DOCUMENT TEXT
========

Those credentials helped him land his new job in Texas, says Chris Sneden, a professor in Austin’s astronomy department and leader of the search committee. He says Mr. Armandroff will bring a "fresh perspective" to the Texas operation. Mr. Armandroff will succeed David Lambert, whom he calls the world expert in "stellar abundances"—what stars are made of and what processes caused them to contain certain elements.

Along with leading the McDonald Observatory’s strategic planning, Mr. Armandroff will take over several projects already in the works. One will be to lead the university’s engagement in the Giant Magellan Telescope, an international effort to construct a new instrument in Chile that astronomers say will have as much as 10 times the light-gathering capacity of today’s telescopes. It will be completed in about 2020.

McDonald Observatory, one of the world’s leading centers for astronomical research, teaching, and public education and outreach, sits atop Mount Locke, with facilities on Mount Fowlkes, in the Davis Mountains of West Texas. The complex includes the Hobby-Eberly Telescope, one of the world’s largest optical telescopes, with a 9.2-meter mirror, among several other telescopes and instruments.

========

GIVEN INFORMATION
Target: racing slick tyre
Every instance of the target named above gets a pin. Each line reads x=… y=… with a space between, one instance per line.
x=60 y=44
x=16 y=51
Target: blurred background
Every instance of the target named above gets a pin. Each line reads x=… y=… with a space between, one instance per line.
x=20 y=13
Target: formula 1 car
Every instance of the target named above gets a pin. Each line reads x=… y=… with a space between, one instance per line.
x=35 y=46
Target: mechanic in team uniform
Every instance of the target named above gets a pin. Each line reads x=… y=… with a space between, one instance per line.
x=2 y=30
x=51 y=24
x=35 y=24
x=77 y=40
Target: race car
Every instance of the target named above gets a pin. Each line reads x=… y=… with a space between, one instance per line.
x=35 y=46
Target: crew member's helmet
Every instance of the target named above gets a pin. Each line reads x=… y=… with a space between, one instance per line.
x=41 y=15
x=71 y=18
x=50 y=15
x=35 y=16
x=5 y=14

========

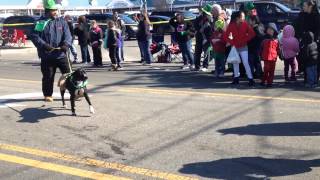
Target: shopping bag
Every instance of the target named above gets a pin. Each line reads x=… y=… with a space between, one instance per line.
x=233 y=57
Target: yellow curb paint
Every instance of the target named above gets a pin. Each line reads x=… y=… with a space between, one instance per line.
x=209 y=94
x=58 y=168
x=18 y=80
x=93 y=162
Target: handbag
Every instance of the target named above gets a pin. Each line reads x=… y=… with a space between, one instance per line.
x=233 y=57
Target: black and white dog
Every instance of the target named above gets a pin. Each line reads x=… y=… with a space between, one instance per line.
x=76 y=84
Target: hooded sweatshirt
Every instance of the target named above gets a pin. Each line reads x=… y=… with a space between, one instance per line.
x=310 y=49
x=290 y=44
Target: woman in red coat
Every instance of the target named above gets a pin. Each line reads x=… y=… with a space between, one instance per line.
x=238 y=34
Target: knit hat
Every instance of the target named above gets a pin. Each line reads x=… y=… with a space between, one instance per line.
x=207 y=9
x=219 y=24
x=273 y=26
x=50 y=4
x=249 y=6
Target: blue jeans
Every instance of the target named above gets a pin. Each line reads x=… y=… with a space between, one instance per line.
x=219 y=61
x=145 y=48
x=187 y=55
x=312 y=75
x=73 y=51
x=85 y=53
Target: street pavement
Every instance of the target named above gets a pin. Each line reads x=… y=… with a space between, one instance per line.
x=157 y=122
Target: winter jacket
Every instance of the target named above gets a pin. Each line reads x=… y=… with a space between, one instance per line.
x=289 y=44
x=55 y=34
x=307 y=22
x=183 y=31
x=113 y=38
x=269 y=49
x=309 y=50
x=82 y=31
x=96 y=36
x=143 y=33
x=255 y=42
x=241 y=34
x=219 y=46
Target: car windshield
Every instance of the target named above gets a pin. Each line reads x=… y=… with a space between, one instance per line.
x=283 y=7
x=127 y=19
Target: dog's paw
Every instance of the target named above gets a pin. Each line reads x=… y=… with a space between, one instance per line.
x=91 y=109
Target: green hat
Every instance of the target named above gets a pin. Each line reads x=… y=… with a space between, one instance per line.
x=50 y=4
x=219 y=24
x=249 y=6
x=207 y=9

========

GIVEN REQUEST 1
Which people does the McDonald Observatory passage mention by name?
GIVEN REQUEST 2
Can you repeat the McDonald Observatory passage word for word, from "Along with leading" up to and including "in about 2020."?
GIVEN REQUEST 3
Can you continue the McDonald Observatory passage, starting right after its final sentence?

REPLY 1
Chris Sneden, Mr. Armandroff, David Lambert

REPLY 2
Along with leading the McDonald Observatory’s strategic planning, Mr. Armandroff will take over several projects already in the works. One will be to lead the university’s engagement in the Giant Magellan Telescope, an international effort to construct a new instrument in Chile that astronomers say will have as much as 10 times the light-gathering capacity of today’s telescopes. It will be completed in about 2020.

REPLY 3
Mr. Armandroff will also be charged with completing McDonald’s Hobby-Eberly Telescope Dark Energy Experiment, the first major effort to probe dark energy, thought to be the cause of the acceleration of the expansion of the universe. The experiment will collect data on at least a million galaxies that are nine billion to 11 billion light-years away, creating the largest map of the universe ever produced.

"Dark energy has been called the single-most-unsolved-problem in physics and astronomy today," Mr. Armandroff said.

Mr. Armandroff says he also looks forward to welcoming people who visit the observatory to "take in the night sky."

"That’s something I hope to continue," Mr. Armandroff says, "is the great work that has been done at McDonald in terms of engaging the public in everything that’s learned about our universe with modern astronomy."